Activities ▸
a: According to the game review, how are changes in your environment signaled while you investigate in the field?
b: Write the next part of the game review, picking up right after its final sentence.

Text section ▸
Although Phonex Wright does suffer from is the opposite extreme; what I like to call the ‘Disc World’ stream of logic. Or perhaps more accurately, the Disc World stream of consciousness, as it is about as easy to follow. I remember trailing around Disc World, showing every random bit of junk I happened to pick up to every random bystander I walked passed in every location. I remember rubbing a pack of fertiliser vaguely against a lamppost, not really expecting much, but no longer having any inspired ideas as to where to go and what to do.
Phonex Wright is a smaller, tidier game in many ways. When you’re investigating in the field, changes in your environment are signified by the appearance of new, semi-interactive cut-scene dialogue. It has also made sure that the vast majority of items you carry in your inventory will ignite at least some response from your bewildered CPU onlookers. This does not carry over so well into the courtroom itself, where you have no time (apparently) to wave bits of evidence around willy-nilly. There you will find some of the most obscure bits of testimony and wildest trains of thought you will ever encounter. I don’t know who’s doing the thinking for these characters, but let’s hope they’re on prescription medication for it. Having to guess the inner workings of their mind is like a whole new science. We also differ slightly on our definition of the word “objection”. To me, an “objection” has to be… Well, an objection. Not an opportunity to present a piece of evidence that vaguely relates to what the witness is saying.

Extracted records
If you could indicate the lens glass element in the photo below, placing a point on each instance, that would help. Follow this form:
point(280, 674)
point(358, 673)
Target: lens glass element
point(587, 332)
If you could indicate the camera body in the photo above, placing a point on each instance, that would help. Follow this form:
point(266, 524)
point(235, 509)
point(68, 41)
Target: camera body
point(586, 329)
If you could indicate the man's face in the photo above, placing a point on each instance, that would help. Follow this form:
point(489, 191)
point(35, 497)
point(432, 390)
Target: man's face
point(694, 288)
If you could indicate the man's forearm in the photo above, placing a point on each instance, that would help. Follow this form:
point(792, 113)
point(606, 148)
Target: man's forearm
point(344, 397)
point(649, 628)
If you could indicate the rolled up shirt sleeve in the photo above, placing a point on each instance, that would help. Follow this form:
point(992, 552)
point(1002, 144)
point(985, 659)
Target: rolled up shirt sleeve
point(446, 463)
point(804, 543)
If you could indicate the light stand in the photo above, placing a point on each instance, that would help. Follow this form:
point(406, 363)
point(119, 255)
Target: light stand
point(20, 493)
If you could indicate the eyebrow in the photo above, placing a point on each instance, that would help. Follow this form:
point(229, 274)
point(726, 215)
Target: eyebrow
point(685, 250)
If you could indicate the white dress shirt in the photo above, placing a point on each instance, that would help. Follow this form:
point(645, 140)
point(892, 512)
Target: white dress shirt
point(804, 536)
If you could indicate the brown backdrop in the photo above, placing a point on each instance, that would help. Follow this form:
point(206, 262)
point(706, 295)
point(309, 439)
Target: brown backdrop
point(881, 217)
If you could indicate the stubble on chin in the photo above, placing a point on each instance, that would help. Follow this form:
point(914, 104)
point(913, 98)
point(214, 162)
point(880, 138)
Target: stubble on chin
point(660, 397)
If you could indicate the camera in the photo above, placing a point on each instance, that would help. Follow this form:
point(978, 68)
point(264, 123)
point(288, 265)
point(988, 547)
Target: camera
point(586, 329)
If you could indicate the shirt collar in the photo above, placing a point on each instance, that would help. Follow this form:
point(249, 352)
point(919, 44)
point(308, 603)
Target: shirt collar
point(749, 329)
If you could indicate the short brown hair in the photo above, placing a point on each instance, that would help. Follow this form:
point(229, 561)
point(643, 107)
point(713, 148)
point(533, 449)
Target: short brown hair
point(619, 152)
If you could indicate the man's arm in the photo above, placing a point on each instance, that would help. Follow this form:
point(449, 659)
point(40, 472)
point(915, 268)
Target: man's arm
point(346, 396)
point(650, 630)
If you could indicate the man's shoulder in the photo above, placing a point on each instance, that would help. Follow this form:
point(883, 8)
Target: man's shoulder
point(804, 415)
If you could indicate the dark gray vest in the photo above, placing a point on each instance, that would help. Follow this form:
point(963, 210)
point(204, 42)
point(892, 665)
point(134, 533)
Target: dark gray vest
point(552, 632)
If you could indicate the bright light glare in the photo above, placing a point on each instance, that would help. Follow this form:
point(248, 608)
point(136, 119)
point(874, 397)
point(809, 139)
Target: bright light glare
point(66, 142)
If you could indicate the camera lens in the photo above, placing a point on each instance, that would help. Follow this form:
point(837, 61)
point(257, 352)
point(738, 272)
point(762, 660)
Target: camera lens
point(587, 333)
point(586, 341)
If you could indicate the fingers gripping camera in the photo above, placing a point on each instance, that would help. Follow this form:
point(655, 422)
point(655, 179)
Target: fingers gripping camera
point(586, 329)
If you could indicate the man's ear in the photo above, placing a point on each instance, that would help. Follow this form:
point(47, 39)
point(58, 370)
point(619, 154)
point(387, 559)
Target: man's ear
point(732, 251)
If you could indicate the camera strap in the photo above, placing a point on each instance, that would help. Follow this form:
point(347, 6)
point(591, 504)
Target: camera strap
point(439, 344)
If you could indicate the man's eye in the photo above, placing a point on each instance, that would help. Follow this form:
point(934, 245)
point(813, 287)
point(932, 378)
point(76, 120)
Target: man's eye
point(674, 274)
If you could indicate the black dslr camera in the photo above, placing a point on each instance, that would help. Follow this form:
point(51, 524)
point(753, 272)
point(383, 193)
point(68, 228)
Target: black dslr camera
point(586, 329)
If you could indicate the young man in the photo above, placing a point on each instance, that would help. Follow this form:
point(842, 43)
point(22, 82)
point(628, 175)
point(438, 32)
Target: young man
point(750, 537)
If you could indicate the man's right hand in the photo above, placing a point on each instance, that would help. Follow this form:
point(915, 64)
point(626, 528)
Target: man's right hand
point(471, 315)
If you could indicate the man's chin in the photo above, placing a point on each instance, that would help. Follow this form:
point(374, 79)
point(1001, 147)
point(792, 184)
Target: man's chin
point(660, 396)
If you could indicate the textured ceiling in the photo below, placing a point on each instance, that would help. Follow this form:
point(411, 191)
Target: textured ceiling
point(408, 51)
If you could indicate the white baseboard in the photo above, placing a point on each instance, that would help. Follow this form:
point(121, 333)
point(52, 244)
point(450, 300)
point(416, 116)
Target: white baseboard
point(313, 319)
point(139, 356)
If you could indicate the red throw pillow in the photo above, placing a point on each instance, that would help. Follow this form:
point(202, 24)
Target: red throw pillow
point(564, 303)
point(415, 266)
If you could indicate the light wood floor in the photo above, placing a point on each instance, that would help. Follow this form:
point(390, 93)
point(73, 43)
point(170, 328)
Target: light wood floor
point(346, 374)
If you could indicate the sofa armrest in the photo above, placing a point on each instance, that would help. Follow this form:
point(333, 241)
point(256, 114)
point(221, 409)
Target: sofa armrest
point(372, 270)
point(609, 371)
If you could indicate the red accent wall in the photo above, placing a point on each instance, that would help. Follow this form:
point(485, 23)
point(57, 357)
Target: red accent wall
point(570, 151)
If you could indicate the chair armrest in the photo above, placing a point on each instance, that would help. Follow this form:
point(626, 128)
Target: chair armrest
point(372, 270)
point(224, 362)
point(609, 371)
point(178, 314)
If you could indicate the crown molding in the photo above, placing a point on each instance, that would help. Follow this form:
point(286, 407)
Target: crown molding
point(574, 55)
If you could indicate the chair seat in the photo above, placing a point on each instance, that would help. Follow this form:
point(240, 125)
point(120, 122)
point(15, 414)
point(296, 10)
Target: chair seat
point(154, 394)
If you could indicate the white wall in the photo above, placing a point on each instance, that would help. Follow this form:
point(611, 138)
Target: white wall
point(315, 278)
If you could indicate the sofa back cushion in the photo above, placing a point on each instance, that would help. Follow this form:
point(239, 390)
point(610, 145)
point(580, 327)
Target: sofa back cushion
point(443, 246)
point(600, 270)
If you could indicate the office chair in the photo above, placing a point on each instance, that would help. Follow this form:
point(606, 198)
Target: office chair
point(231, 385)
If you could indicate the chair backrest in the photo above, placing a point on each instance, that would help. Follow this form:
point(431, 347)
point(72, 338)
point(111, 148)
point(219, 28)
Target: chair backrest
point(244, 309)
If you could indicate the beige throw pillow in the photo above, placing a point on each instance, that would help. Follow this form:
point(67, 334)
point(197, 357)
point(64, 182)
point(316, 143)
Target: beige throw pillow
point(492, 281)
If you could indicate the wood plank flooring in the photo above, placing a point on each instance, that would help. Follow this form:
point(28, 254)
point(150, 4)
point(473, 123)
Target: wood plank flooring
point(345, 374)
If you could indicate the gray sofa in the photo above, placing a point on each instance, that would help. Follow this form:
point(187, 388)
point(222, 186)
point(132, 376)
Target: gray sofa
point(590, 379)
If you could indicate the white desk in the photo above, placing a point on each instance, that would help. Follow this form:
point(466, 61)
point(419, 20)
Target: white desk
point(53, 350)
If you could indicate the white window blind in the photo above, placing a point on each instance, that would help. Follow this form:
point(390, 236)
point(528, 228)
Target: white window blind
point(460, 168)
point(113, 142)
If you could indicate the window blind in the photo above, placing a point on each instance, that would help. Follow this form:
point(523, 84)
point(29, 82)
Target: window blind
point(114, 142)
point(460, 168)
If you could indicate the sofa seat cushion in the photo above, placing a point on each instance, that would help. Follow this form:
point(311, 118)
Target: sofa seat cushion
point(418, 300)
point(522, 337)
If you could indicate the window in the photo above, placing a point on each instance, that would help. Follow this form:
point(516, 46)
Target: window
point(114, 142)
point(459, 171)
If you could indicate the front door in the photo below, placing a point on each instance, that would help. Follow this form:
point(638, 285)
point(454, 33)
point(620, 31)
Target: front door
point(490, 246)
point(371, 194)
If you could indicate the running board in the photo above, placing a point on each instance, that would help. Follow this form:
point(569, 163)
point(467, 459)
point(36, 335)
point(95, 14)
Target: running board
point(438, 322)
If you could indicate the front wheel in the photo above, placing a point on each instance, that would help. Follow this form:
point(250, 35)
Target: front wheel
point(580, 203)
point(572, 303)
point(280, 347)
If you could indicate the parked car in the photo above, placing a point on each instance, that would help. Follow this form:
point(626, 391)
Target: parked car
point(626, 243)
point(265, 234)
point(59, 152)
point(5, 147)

Results of the exercise ▸
a: They are signified by the appearance of new, semi-interactive cut-scene dialogue.

b:
Because I love Phonex Wright despite its faults, I can be as critical as I like and feel no guilt. My last “Objection!” is with the constant and frankly baffling way the game translators insist that the game is American.
It’s one thing to change all the words, spellings, names, pun-based jokes and endless pop-culture references so that they are comprehensible to English speakers. It’s another thing entirely to move the whole setting over to the States. Nobody with a quarter of a brain is going to buy that for a moment. The pretence is so emphatic it’s bordering on bizarre; like if they keep yelling it in our faces, we’ll eventually just accept it. Call me a raging weeaboo, but I don’t see what the issue is with just keeping the setting in Japan. It seems to be a growing disease in anime and other media to shift to the setting to match the language, as if we’re all allergic to being exposed to other cultures or something.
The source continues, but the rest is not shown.